** Begin Provided data **

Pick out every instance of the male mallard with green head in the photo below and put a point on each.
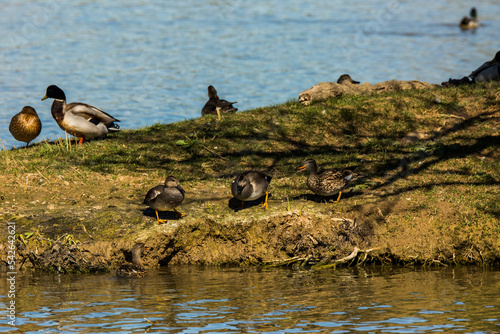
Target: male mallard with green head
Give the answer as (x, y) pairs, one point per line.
(470, 22)
(165, 197)
(136, 268)
(327, 182)
(216, 106)
(489, 71)
(251, 185)
(79, 119)
(25, 125)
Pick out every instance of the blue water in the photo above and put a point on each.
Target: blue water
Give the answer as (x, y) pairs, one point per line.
(146, 62)
(235, 300)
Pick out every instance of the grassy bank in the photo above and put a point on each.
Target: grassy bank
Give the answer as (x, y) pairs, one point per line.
(430, 195)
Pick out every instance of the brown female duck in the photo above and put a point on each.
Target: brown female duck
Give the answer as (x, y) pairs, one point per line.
(25, 125)
(216, 106)
(165, 197)
(251, 185)
(327, 182)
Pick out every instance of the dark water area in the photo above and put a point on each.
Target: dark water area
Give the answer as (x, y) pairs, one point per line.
(252, 300)
(148, 62)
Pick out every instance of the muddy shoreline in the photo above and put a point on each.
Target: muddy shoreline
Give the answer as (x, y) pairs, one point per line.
(430, 196)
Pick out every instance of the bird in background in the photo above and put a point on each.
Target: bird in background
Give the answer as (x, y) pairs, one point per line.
(470, 22)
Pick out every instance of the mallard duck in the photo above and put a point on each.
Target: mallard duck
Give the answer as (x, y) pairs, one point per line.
(327, 182)
(251, 185)
(489, 71)
(165, 197)
(136, 268)
(79, 119)
(25, 125)
(346, 78)
(470, 22)
(217, 106)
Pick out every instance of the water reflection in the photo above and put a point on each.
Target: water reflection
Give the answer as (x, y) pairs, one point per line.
(151, 61)
(195, 300)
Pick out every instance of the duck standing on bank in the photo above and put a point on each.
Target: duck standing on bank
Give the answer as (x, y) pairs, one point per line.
(136, 268)
(327, 182)
(251, 185)
(79, 119)
(25, 125)
(346, 78)
(489, 71)
(470, 22)
(217, 106)
(166, 197)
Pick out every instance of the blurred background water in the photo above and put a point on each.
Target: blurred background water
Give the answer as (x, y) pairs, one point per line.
(250, 300)
(151, 61)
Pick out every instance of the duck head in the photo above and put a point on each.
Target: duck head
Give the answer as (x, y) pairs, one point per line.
(54, 92)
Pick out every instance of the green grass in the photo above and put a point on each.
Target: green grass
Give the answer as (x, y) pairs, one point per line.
(444, 186)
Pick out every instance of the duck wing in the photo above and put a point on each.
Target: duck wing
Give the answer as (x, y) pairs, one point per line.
(89, 112)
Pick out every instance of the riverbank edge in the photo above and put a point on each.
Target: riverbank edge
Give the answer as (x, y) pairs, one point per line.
(306, 233)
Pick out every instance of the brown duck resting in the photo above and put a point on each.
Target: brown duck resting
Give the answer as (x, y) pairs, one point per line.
(327, 182)
(217, 106)
(251, 185)
(26, 125)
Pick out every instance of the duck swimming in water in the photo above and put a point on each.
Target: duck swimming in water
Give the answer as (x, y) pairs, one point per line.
(25, 125)
(327, 182)
(217, 106)
(79, 119)
(470, 22)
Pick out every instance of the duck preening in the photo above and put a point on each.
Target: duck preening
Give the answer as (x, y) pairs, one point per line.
(217, 106)
(166, 197)
(251, 185)
(136, 268)
(79, 119)
(327, 182)
(25, 125)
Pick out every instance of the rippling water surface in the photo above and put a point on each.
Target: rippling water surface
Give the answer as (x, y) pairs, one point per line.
(196, 300)
(151, 61)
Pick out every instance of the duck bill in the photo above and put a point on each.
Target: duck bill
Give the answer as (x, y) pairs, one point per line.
(301, 168)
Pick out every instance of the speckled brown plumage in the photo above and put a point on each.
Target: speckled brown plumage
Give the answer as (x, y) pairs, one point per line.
(327, 182)
(251, 185)
(25, 126)
(165, 197)
(217, 106)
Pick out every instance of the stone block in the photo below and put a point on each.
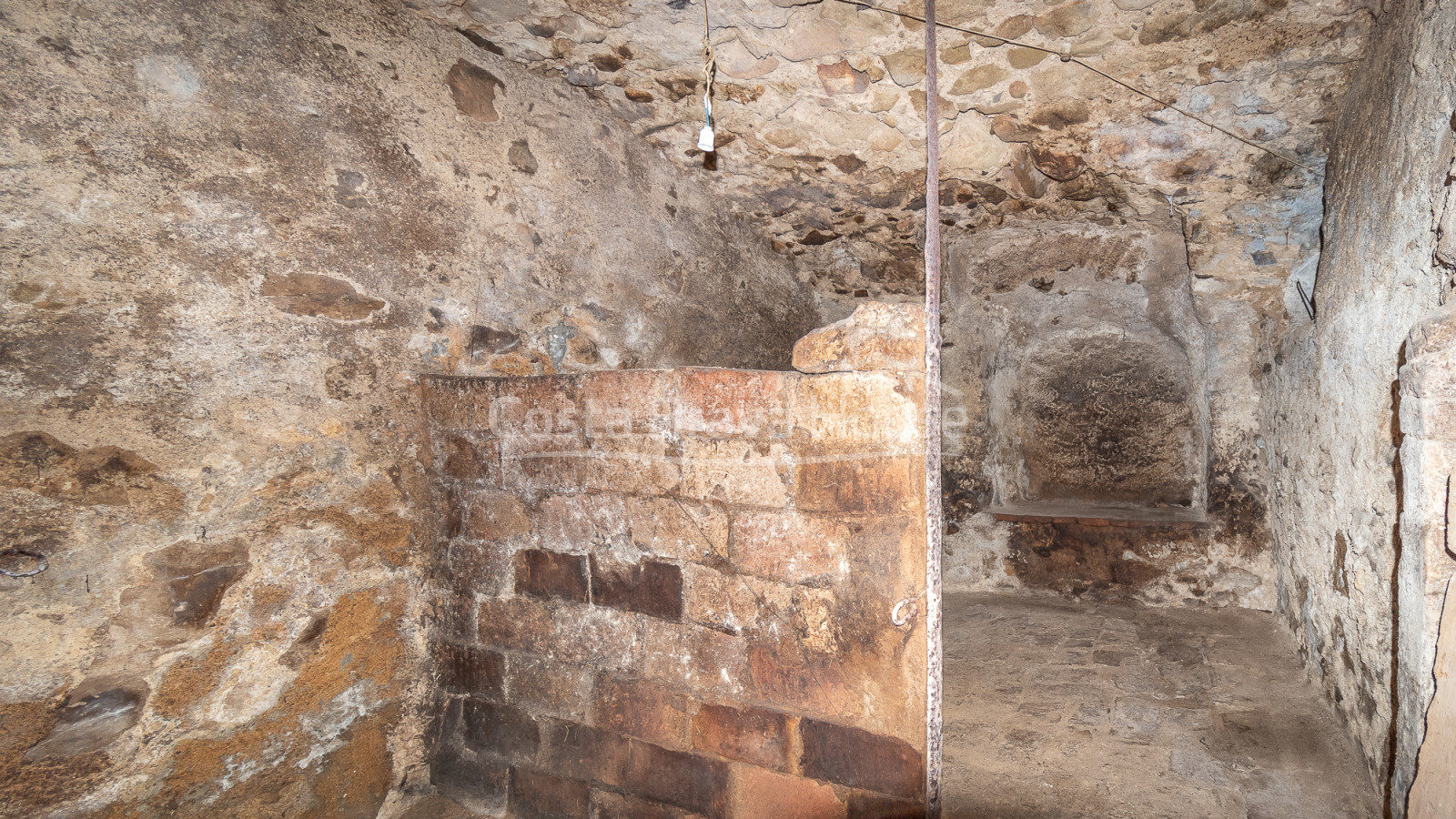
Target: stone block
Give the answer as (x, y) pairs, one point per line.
(546, 687)
(1431, 376)
(500, 731)
(754, 793)
(644, 710)
(495, 516)
(470, 458)
(648, 588)
(581, 523)
(861, 486)
(1431, 419)
(746, 734)
(730, 402)
(737, 471)
(790, 545)
(472, 780)
(542, 573)
(536, 794)
(676, 530)
(683, 780)
(695, 658)
(859, 760)
(470, 669)
(788, 676)
(584, 753)
(875, 337)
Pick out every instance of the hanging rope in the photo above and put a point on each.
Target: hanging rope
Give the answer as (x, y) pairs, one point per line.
(1067, 57)
(705, 137)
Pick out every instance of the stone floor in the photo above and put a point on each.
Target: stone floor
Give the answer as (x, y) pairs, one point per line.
(1062, 710)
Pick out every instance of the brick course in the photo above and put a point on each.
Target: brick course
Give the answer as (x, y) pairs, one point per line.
(664, 596)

** End Provided data **

What the task requires -
Please turn the records above into a Markdown table with the columns Row and Line, one numbered row per line, skipping blank lines and leaving out the pictures.

Solution below -
| Row | Line |
|---|---|
| 1 | Pick out every instance of the male mallard with green head in the photo below and put a point on each. |
| 2 | Target: male mallard with green head |
| 3 | Give the answer as (x, y) pairs, one point per line. |
| 4 | (470, 22) |
| 5 | (165, 197) |
| 6 | (136, 268) |
| 7 | (327, 182) |
| 8 | (216, 106) |
| 9 | (489, 71) |
| 10 | (251, 185) |
| 11 | (79, 119) |
| 12 | (25, 125) |
| 13 | Pick out every instance of the blue water in the photo above and put a point on each. |
| 14 | Target: blue water |
| 15 | Give the answer as (x, y) pairs, one point per line. |
| 16 | (146, 62) |
| 17 | (235, 300) |
| 18 | Pick out every instance of the grassy bank in the photo above and put a point on each. |
| 19 | Target: grassy bank |
| 20 | Give the answer as (x, y) pairs, one point per line. |
| 21 | (430, 195) |
| 22 | Pick out every instance of the brown female duck in the photo above and put a point on each. |
| 23 | Target: brown female duck |
| 24 | Give the answer as (x, y) pairs, one point per line. |
| 25 | (25, 125) |
| 26 | (216, 106) |
| 27 | (165, 197) |
| 28 | (251, 185) |
| 29 | (327, 182) |
| 30 | Pick out every instance of the dark water area in the photo above and put a point on each. |
| 31 | Target: dark water area |
| 32 | Give the answer as (x, y) pairs, one point per line. |
| 33 | (252, 300) |
| 34 | (148, 62) |
| 35 | Pick out every instance of the muddy shoreline in the photo above and put a point on each. |
| 36 | Target: muddy shoreline |
| 37 | Give the answer as (x, y) pairs, one point per line. |
| 38 | (430, 196) |
| 39 | Pick out every instance of the bird in background in the photo above and put a point on each. |
| 40 | Target: bird in background |
| 41 | Give the answer as (x, y) pairs, one point per line. |
| 42 | (470, 22) |
| 43 | Pick out every instance of the mallard duck in the photo above and put a point on each. |
| 44 | Target: mallard duck |
| 45 | Give the answer as (x, y) pairs, one point per line. |
| 46 | (327, 182) |
| 47 | (251, 185) |
| 48 | (489, 71) |
| 49 | (165, 197) |
| 50 | (136, 268) |
| 51 | (79, 119) |
| 52 | (25, 125) |
| 53 | (346, 78) |
| 54 | (470, 22) |
| 55 | (217, 106) |
| 56 | Pick out every instance of the water reflection in the photo above and put a point on each. |
| 57 | Target: water reflection |
| 58 | Give the answer as (x, y) pairs, one point per line. |
| 59 | (151, 61) |
| 60 | (195, 300) |
| 61 | Pick out every instance of the duck standing on bank in the photo above and put a point on each. |
| 62 | Target: duck standing on bank |
| 63 | Give the answer as (x, y) pairs, one point per line. |
| 64 | (136, 268) |
| 65 | (327, 182) |
| 66 | (251, 185) |
| 67 | (79, 119) |
| 68 | (25, 125) |
| 69 | (346, 78) |
| 70 | (489, 71) |
| 71 | (470, 22) |
| 72 | (217, 106) |
| 73 | (166, 197) |
| 74 | Pick out every instance of the blurred background water in the photo above and put a point on each. |
| 75 | Target: blurred background water |
| 76 | Give the answer as (x, y) pairs, one point per line. |
| 77 | (250, 300) |
| 78 | (151, 61) |
| 79 | Pick out every instance of the duck head in the photo above and put a point on each. |
| 80 | Target: duck head |
| 81 | Give the answer as (x, y) pairs, one point per line. |
| 82 | (54, 92) |
| 83 | Pick out every instance of the green grass in the photo above and put a point on each. |
| 84 | Target: green grass |
| 85 | Give the answer as (x, y) pairs, one point per line. |
| 86 | (444, 186) |
| 87 | Pick out every instance of the duck wing in the photo above and put a point on each. |
| 88 | Target: duck wing |
| 89 | Give the answer as (x, y) pairs, one point per line. |
| 90 | (89, 112) |
| 91 | Pick out every instance of the riverbank edge in the photo above and put a point on each. |
| 92 | Target: riverbank edge |
| 93 | Give the answer as (x, y) pairs, one point per line. |
| 94 | (306, 233) |
| 95 | Pick out every instance of the brown duck resting in the photo above and put a point on each. |
| 96 | Target: brown duck resting |
| 97 | Give the answer as (x, y) pairs, one point per line. |
| 98 | (327, 182) |
| 99 | (217, 106) |
| 100 | (251, 185) |
| 101 | (26, 125) |
| 102 | Pick out every instance of the duck swimming in water in the photo above and put a point on each. |
| 103 | Target: duck swimming in water |
| 104 | Give the answer as (x, y) pairs, one point per line. |
| 105 | (25, 125) |
| 106 | (327, 182) |
| 107 | (217, 106) |
| 108 | (79, 119) |
| 109 | (470, 22) |
| 110 | Pick out every instance of the duck preening in the photo above and put a point on each. |
| 111 | Target: duck preening |
| 112 | Give the answer as (x, y) pairs, one point per line. |
| 113 | (217, 106) |
| 114 | (166, 197) |
| 115 | (251, 185) |
| 116 | (136, 268) |
| 117 | (79, 119) |
| 118 | (327, 182) |
| 119 | (25, 125) |
| 120 | Pick out every instance of the rippling water surface in the photo above and put a point on each. |
| 121 | Target: rippling water surface |
| 122 | Give the answer as (x, y) pairs, one point per line. |
| 123 | (196, 300) |
| 124 | (151, 61) |
| 125 | Pick out every instance of the duck bill in the photo above and put a point on each. |
| 126 | Target: duck bill |
| 127 | Give the answer as (x, y) pairs, one point per line. |
| 128 | (301, 168) |
| 129 | Pick out every instance of the speckled brown plumage in the photo above and put a point on each. |
| 130 | Target: speckled brown plumage |
| 131 | Give the answer as (x, y) pairs, one point per line. |
| 132 | (327, 182) |
| 133 | (251, 185) |
| 134 | (25, 126) |
| 135 | (165, 197) |
| 136 | (217, 106) |
| 137 | Pick out every instance of the stone block in the photo below and put a point on each. |
| 138 | Target: stone block |
| 139 | Give the answer as (x, y) pairs, one point per line. |
| 140 | (546, 687) |
| 141 | (1431, 376) |
| 142 | (500, 731) |
| 143 | (754, 793) |
| 144 | (644, 710) |
| 145 | (495, 516) |
| 146 | (470, 458) |
| 147 | (648, 588) |
| 148 | (581, 523) |
| 149 | (861, 486) |
| 150 | (1431, 419) |
| 151 | (746, 734) |
| 152 | (730, 402) |
| 153 | (737, 471) |
| 154 | (790, 545) |
| 155 | (472, 780) |
| 156 | (542, 573) |
| 157 | (536, 794) |
| 158 | (676, 530) |
| 159 | (683, 780) |
| 160 | (695, 658) |
| 161 | (859, 760) |
| 162 | (470, 669) |
| 163 | (788, 676) |
| 164 | (584, 753) |
| 165 | (875, 337) |
| 166 | Pick out every instance of the hanging rope in the photo above and put a point on each. |
| 167 | Target: hanging rope |
| 168 | Give the answer as (x, y) pairs, one point per line. |
| 169 | (1067, 57) |
| 170 | (705, 137) |
| 171 | Pick out every instance of the stone floor in the photo above and put a point on each. |
| 172 | Target: stone floor |
| 173 | Give the answer as (x, y) pairs, one point per line. |
| 174 | (1062, 710) |
| 175 | Pick out every instance of the brick course in the photo above and put a point on each. |
| 176 | Target: brick course |
| 177 | Give the answer as (x, y) pairs, one point per line. |
| 178 | (664, 596) |